PROBLEM STATEMENT: Write out the entries below once more, exactly, with the pictures left out.

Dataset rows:
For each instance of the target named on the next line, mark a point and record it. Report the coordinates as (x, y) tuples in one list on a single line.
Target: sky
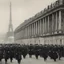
[(21, 10)]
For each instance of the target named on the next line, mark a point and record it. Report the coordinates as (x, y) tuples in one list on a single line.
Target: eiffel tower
[(10, 33)]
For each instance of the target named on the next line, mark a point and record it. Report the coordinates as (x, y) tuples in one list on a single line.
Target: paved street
[(34, 61)]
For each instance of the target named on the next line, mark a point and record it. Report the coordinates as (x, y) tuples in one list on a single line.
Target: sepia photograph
[(31, 31)]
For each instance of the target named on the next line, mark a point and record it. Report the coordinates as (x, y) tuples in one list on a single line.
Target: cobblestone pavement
[(33, 60)]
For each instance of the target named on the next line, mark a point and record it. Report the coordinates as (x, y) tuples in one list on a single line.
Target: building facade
[(46, 27)]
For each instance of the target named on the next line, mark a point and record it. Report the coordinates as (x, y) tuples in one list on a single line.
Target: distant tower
[(10, 33)]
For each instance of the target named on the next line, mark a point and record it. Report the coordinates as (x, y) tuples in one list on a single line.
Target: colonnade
[(46, 25)]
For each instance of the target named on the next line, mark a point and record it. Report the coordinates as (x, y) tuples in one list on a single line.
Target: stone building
[(46, 27)]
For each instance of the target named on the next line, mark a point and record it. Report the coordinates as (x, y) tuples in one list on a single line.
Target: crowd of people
[(17, 51)]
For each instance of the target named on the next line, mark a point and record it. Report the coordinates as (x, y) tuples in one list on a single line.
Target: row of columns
[(44, 26)]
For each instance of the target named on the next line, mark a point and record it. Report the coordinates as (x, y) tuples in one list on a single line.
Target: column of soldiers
[(16, 51)]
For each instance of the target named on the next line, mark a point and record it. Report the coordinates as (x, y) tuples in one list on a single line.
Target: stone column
[(36, 28), (56, 23), (40, 27), (59, 20), (48, 24), (43, 26), (52, 22), (31, 29)]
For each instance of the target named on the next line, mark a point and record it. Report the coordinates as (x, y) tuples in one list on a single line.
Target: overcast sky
[(21, 10)]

COMPLETED EXERCISE:
For each instance of the target named on the next line, mark a point and record it. Report the coordinates as (x, y) tuples in one list on a single line.
Target: sky
[(21, 10)]
For each instance of the target named on the next line, mark a point and record it. Report the coordinates as (x, y) tuples in one list on a single line.
Target: eiffel tower
[(10, 33)]
For each instance of the target named on the next line, mark a point and record it. Report the coordinates as (x, y) tuples in one list on a single line.
Target: paved street
[(34, 61)]
For each instance of the target named on the next line, mark a point and record it. Report the coordinates as (x, y) tuples in one list on a single line.
Target: sepia photograph
[(31, 31)]
For each instance of the target named on the next line, mark a point and record it. Report the coordinates as (x, y) tuples in one list on a single line.
Target: cobblestone pavement
[(33, 60)]
For each instance of the target named on the next line, mark a point and record it. Report the coordinates as (x, y) tuples in one list on a single line.
Target: building facade
[(46, 27)]
For each instance of the target named on the next line, mark a point and record it. Report the coordinates as (x, y) tuples in one list on a single line.
Target: distant tower
[(10, 33)]
For each instance of the target named on the next line, mark a point and record it. Report the coordinates as (x, y) tuples in one list on a single line.
Target: colonnade
[(46, 25)]
For each instance of the target named on the next line, mark a point and record it. Report the coordinates as (x, y) tuples in one list on a single line.
Target: stone building
[(46, 27)]
For each instance of the target named on the next line, mark a point and record it. Report the coordinates as (x, y) tuples in one list on a single line.
Target: crowd of people
[(17, 51)]
For each instance of the target named on the next line, mark a point and record it. Report the coordinates as (x, y) tuples in one list on a single line.
Target: row of columns
[(44, 26)]
For each instance of the target named on the next line, mark a point and record it. Report the coordinates as (x, y) tuples in one list on a single line.
Target: column of soldiers
[(16, 51)]
For each instance of the target named on the next line, mark a point and record it. Report the coordinates as (x, y) tuples in one list on a single line.
Target: stone column
[(36, 28), (56, 23), (40, 27), (59, 20), (48, 24), (43, 26), (52, 22), (31, 29)]
For each instance of the target named on the next line, mark a point and record it. Report the coordinates as (x, y) tuples in one list on a single line.
Target: overcast sky
[(21, 10)]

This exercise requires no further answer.